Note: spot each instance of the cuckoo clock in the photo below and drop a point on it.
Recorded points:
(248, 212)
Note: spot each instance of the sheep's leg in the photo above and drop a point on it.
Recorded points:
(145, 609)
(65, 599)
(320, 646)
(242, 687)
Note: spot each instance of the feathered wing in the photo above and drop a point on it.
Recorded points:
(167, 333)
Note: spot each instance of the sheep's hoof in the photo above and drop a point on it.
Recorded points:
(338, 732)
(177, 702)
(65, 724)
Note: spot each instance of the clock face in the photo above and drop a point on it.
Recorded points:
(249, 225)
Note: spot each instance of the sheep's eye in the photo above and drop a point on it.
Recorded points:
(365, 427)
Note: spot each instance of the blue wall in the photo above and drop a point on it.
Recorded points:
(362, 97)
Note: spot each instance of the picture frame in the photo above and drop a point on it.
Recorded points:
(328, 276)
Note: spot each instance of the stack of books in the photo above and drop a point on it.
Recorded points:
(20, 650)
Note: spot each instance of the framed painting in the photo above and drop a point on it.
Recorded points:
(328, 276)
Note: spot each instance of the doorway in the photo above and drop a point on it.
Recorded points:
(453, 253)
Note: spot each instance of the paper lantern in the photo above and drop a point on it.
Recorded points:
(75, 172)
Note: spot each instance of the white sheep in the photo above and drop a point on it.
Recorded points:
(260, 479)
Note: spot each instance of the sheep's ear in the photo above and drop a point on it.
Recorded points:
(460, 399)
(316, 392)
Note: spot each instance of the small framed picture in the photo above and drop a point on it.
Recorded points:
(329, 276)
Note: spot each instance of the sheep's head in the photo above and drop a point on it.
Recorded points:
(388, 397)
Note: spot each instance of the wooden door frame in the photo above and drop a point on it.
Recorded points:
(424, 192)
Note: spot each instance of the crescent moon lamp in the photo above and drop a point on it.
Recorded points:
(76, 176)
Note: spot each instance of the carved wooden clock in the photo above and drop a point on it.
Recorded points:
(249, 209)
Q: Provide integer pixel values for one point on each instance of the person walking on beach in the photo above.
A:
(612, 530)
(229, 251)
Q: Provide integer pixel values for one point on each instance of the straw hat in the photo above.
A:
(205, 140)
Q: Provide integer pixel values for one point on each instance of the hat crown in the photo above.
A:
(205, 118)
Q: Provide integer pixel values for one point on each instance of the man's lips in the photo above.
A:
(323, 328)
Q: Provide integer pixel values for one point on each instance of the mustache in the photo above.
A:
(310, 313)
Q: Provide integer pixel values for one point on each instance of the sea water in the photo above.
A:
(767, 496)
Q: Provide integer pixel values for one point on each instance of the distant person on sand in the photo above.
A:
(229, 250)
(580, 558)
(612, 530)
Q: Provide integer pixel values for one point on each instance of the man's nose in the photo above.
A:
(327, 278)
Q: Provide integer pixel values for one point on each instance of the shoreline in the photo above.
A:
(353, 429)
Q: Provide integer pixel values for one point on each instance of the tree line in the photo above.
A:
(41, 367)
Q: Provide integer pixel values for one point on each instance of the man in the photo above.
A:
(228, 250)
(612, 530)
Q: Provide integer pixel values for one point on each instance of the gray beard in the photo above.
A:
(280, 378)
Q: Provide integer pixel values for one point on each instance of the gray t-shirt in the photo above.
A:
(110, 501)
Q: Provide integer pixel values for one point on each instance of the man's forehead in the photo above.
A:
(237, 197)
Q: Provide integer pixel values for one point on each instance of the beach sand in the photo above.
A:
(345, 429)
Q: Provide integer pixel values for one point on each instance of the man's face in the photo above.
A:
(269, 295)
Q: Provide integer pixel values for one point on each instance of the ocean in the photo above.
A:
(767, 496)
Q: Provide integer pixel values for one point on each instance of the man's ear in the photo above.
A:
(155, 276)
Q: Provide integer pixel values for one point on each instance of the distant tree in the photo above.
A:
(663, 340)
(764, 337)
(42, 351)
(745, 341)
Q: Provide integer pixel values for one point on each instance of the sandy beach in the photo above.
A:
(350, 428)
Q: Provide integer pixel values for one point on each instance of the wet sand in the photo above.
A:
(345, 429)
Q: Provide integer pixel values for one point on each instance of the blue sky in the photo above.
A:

◇ ◇ ◇ ◇ ◇

§ **WRITTEN INSTRUCTION**:
Could you repeat all of the material above word for word, keeping every line in its original order?

§ **WRITTEN ANSWER**:
Note: spot each instance of the cuckoo clock in the photo below and drop a point on it.
Recorded points:
(248, 212)
Note: spot each instance of the sheep's leg in the photo above and drop a point on it.
Recorded points:
(145, 609)
(65, 599)
(320, 646)
(242, 687)
Note: spot each instance of the feathered wing in the photo above and drop a point on it.
Recorded points:
(167, 333)
Note: spot each instance of the sheep's hoof in the photo above and drop a point on it.
Recorded points:
(338, 732)
(177, 702)
(65, 724)
Note: spot each instance of the clock face in the photo above and drop a point on it.
Recorded points:
(249, 225)
Note: spot each instance of the sheep's eye in the photo above and drop a point on it.
Recorded points:
(365, 427)
Note: spot each instance of the blue wall in the photo above and drop a point on it.
Recorded points:
(362, 97)
Note: spot each instance of the picture frame in the photo above and drop a point on it.
Recorded points:
(328, 276)
Note: spot each instance of the stack of books in the photo above and drop a point on it.
Recorded points:
(20, 650)
Note: spot each instance of the framed painting in the photo above and drop a point on it.
Recorded points:
(328, 276)
Note: spot each instance of the doorway in the photo above and drop a point on it.
Recorded points:
(453, 253)
Note: spot each instance of the paper lantern in the photo above and drop a point on it.
Recorded points:
(75, 172)
Note: spot each instance of the white sheep in the photo above and drop a point on it.
Recorded points:
(260, 479)
Note: spot each instance of the sheep's ear in the photo above and drop a point on it.
Recorded points:
(460, 399)
(316, 392)
Note: spot each instance of the small framed picture in the photo above and drop a point on it.
Recorded points:
(329, 276)
Note: spot each instance of the sheep's head in the photo above and drop a point on it.
Recorded points:
(388, 397)
Note: spot each instance of the wooden door frame in the photo above and drop a point on it.
Recorded points:
(424, 192)
Note: spot each instance of the crescent moon lamp in the photo above and drop a point on it.
Recorded points:
(76, 176)
Note: spot each instance of the carved wooden clock in the photo above and drop a point on it.
Recorded points:
(249, 209)
Q: Provide integer pixel values for one point on each instance of the person walking on beach in the photo above.
A:
(612, 530)
(229, 251)
Q: Provide integer pixel values for one point on each instance of the straw hat in the photo above.
A:
(205, 140)
Q: Provide integer pixel values for one point on each instance of the hat crown in the photo above.
A:
(205, 118)
Q: Provide integer pixel values for one point on each instance of the man's lips in the photo above.
A:
(323, 328)
Q: Provide integer pixel values for one point on each instance of the mustache in the photo above.
A:
(310, 313)
Q: Provide integer pixel values for one point on each instance of the sea water in the photo above.
A:
(767, 496)
Q: Provide integer pixel values for one point on each instance of the distant person on sand in the photo above.
A:
(229, 250)
(580, 558)
(612, 530)
Q: Provide integer pixel values for one point on each instance of the man's nose in the photo above.
A:
(327, 278)
Q: Provide integer pixel values for one point on each instance of the shoreline in the photo above.
A:
(353, 429)
Q: Provide integer pixel values for one point on each instance of the tree line in the photo above.
A:
(41, 367)
Q: Provide integer pixel values for one point on each instance of the man in the photo above.
A:
(228, 250)
(612, 530)
Q: Provide integer pixel values for one point on each instance of the gray beard in the photo above.
A:
(280, 378)
Q: Provide integer pixel values for one point on each instance of the gray t-shirt in the photo above.
A:
(110, 501)
Q: Provide integer pixel values for one point on each instance of the man's forehead in the photo above.
A:
(237, 197)
Q: Provide integer pixel values for one point on each instance of the beach sand in the photo above.
A:
(345, 429)
Q: Provide integer pixel values for one point on each instance of the man's face in the photo above.
A:
(269, 295)
Q: Provide integer pixel values for one point on each instance of the ocean in the photo above.
A:
(767, 496)
Q: Provide integer pixel values for one point on each instance of the man's ear in the photo above.
A:
(155, 276)
Q: Provide integer pixel values for one point on each instance of the distant tree in the photo above.
A:
(663, 340)
(764, 337)
(42, 351)
(745, 341)
Q: Provide integer pixel values for one point on each instance of the sandy beach in the photo above.
A:
(350, 428)
Q: Provide integer pixel values for one point on each instance of the wet sand in the photo above.
A:
(345, 429)
Q: Provide integer pixel values for one point on each instance of the blue sky in the photo above.
A:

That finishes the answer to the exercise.